Things to do —
**a)** Decide whether each of these statements agrees with the passage on Attar, answering yes or no and quoting the words of the passage that settle it: (i) Attar was born in Nishapur; (ii) Attar's travels reached as far as Turkestan; (iii) after his travels, Attar settled somewhere other than his hometown.
**b)** Reproduce the passage on Attar word for word, from "This series explores" up to and including "promote Sufi thought.".

[[ Given text open ]]

This series explores the ideas of three mystical thinkers, and looks at how their philosophies can be applicable to theatrical work.
Farid ud-Din Attar (d. 1221 CE), born in Nishapur, Iran, was one of the most important Sufi poets. The son of a prosperous chemist, he was a pharmacist who personally attended to a very large number of customers. Like many Sufi thinkers, Attar eventually abandoned his day job and traveled widely on a spiritual pilgrimage, throughout the Arab world, South Asia, and along the Silk Road, as far away as Turkestan. During these travels, he met with Sufi leaders and studied their ideas. He then returned to his hometown to continue studying, writing, and promote Sufi thought.

[[ Given text closed ]]
[[ Material provided open ]]

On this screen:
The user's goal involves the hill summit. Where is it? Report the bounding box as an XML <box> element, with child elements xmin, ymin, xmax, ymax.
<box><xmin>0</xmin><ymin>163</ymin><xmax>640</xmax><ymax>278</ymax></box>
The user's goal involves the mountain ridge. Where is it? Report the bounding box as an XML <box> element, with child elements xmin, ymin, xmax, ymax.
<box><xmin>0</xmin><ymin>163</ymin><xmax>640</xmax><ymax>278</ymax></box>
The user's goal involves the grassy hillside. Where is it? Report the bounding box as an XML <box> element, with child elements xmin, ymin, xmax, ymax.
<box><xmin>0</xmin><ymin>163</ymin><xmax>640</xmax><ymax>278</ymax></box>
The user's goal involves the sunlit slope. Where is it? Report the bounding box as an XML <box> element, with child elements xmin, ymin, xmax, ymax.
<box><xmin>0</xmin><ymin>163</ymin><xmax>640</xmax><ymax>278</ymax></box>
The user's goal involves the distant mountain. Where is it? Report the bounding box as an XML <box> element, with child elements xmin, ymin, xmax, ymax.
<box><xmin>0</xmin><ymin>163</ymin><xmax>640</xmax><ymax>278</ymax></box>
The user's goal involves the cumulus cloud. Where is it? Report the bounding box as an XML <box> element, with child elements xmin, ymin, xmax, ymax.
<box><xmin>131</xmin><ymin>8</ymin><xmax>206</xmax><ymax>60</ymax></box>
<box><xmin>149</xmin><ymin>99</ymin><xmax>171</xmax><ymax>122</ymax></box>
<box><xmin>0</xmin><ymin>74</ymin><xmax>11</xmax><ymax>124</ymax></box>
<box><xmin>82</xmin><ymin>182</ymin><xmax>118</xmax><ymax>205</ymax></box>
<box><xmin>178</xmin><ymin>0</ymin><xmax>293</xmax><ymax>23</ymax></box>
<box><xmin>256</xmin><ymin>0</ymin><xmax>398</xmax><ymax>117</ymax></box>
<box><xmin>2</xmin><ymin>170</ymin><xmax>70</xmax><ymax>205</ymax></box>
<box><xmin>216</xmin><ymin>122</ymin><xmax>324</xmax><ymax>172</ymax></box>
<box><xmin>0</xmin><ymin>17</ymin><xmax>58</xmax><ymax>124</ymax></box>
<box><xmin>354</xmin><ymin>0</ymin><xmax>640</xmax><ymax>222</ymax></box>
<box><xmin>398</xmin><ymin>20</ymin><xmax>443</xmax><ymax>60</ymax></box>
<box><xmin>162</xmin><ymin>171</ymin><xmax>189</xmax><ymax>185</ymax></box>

[[ Material provided closed ]]

Answers in order —
**a)**
(i) Yes: "born in Nishapur, Iran"
(ii) Yes: "as far away as Turkestan"
(iii) No: "He then returned to his hometown"

**b)**
This series explores the ideas of three mystical thinkers, and looks at how their philosophies can be applicable to theatrical work.
Farid ud-Din Attar (d. 1221 CE), born in Nishapur, Iran, was one of the most important Sufi poets. The son of a prosperous chemist, he was a pharmacist who personally attended to a very large number of customers. Like many Sufi thinkers, Attar eventually abandoned his day job and traveled widely on a spiritual pilgrimage, throughout the Arab world, South Asia, and along the Silk Road, as far away as Turkestan. During these travels, he met with Sufi leaders and studied their ideas. He then returned to his hometown to continue studying, writing, and promote Sufi thought.